**Quoted passage**:
The metadata section is automatically updated on every review operation:

  • Create: Initializes metadata with first review’s information
  • Update: Updates last_updated_at, last_updated_by, and latest_status
  • Delete: Updates metadata or clears latest_status if no reviews remain

JSONB Column Updates

When modifying reviews, use SQLAlchemy’s flag_modified to ensure changes are detected:

from sqlalchemy.orm.attributes import flag_modified # After modifying test_reviews flag_modified(test_result, "test_reviews") db.commit()

Empty State Handling

When the last review is deleted:

  • reviews array becomes empty
  • total_reviews = 0
  • latest_status = null
  • summary = “All reviews removed”

**Dataset**:
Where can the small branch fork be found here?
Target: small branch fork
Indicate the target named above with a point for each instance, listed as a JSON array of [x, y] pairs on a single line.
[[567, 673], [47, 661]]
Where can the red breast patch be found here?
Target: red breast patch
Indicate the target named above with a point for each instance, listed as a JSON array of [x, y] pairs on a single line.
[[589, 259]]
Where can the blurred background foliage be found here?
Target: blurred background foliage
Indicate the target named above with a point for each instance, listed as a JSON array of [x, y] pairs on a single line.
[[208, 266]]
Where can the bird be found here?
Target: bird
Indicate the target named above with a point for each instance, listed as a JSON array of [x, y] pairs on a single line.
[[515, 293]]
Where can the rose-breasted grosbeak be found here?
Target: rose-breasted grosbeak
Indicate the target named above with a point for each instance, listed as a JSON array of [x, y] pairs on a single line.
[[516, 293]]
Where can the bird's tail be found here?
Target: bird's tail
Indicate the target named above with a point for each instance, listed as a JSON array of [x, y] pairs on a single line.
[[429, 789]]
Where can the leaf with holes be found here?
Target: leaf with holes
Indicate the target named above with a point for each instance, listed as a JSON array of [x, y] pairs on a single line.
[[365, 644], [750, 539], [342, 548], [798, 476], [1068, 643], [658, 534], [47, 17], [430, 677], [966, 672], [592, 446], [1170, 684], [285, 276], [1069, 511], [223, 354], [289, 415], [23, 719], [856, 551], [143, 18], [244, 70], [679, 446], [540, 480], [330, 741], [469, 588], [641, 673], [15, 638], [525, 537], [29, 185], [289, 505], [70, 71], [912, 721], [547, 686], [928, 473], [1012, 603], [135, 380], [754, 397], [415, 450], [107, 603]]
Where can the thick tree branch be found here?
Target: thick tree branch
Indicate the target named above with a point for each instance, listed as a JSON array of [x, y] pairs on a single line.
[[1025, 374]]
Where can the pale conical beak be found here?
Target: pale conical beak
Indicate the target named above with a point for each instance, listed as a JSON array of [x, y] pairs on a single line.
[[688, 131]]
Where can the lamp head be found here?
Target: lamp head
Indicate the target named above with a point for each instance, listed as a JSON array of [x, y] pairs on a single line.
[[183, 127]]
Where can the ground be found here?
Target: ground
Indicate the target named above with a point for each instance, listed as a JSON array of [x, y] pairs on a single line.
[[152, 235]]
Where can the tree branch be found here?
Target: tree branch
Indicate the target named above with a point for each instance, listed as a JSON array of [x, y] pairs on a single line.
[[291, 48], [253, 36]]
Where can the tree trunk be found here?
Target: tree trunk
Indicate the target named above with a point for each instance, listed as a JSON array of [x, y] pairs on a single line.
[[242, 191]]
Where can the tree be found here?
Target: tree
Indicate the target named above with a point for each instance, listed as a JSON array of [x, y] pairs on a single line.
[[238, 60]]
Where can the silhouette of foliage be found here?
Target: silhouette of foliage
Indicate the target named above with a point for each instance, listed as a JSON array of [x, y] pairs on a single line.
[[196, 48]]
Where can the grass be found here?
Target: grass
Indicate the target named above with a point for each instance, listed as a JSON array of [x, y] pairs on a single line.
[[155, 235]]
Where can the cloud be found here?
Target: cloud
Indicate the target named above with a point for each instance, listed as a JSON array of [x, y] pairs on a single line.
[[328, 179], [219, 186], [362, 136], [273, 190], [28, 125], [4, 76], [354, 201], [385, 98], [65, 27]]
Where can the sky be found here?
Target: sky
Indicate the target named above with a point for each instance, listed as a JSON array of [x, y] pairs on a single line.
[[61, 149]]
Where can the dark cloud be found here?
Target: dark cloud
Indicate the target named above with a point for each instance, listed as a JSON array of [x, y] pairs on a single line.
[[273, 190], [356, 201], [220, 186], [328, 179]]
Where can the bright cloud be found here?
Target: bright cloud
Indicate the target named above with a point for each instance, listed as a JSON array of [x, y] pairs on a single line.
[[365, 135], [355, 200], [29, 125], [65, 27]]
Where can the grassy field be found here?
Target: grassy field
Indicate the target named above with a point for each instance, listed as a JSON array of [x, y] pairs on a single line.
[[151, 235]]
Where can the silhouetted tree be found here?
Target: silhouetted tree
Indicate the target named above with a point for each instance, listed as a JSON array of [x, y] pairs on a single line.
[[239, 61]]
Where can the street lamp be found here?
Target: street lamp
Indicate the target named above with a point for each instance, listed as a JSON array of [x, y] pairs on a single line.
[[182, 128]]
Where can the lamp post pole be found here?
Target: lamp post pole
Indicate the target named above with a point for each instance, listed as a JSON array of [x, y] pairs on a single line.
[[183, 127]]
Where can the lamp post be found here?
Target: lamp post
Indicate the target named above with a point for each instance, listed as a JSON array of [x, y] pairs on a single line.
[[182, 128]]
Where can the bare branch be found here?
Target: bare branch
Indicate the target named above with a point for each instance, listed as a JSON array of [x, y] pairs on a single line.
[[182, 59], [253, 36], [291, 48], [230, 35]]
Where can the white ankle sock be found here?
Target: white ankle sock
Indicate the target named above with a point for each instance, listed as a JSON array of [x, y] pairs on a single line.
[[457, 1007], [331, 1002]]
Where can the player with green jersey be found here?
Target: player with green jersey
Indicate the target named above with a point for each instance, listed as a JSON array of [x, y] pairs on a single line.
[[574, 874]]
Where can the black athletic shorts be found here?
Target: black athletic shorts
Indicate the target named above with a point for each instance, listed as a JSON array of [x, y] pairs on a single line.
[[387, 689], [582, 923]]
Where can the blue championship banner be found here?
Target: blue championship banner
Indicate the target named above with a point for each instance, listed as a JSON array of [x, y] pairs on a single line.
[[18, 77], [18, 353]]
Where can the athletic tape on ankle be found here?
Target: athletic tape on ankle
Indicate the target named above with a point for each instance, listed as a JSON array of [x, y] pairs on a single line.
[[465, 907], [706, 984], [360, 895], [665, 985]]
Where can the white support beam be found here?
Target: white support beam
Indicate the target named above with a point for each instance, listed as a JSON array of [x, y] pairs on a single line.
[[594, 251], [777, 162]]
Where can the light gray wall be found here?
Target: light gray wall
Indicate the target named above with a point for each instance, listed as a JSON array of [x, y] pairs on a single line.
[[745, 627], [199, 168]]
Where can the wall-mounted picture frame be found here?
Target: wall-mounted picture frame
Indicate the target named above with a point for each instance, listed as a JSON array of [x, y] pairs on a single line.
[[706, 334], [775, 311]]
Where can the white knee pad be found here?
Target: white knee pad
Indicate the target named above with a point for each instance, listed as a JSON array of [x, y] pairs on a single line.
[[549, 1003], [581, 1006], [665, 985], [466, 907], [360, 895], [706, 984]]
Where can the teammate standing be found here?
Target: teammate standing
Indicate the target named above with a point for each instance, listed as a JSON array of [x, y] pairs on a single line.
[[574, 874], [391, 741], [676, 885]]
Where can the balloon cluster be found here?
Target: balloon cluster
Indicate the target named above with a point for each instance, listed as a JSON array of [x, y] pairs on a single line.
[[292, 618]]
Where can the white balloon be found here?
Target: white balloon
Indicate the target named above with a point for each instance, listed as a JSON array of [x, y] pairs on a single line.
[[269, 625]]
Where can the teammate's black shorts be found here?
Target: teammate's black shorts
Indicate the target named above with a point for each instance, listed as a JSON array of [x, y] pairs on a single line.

**The problem**: Continue the documentation on review metadata and JSONB updates from its last line.

**Final result**:
  • last_review derived property returns None
  • matches_review returns False

Testing

All functionality has been tested and verified:

✅ Create review with auto-generated ID and timestamps ✅ Update review with preserved created_at ✅ Delete review with metadata updates ✅ Multiple reviews support ✅ Both “test” and “metric” target types ✅ Empty state handling ✅ Derived properties (last_review, matches_review) ✅ Automatic metadata synchronization


Future Extensions

Potential enhancements:

  • confidence: Reviewer confidence score (0–1)
  • attachments: File attachments for evidence
  • review_type: Categorize reviews (approval, rejection, follow-up)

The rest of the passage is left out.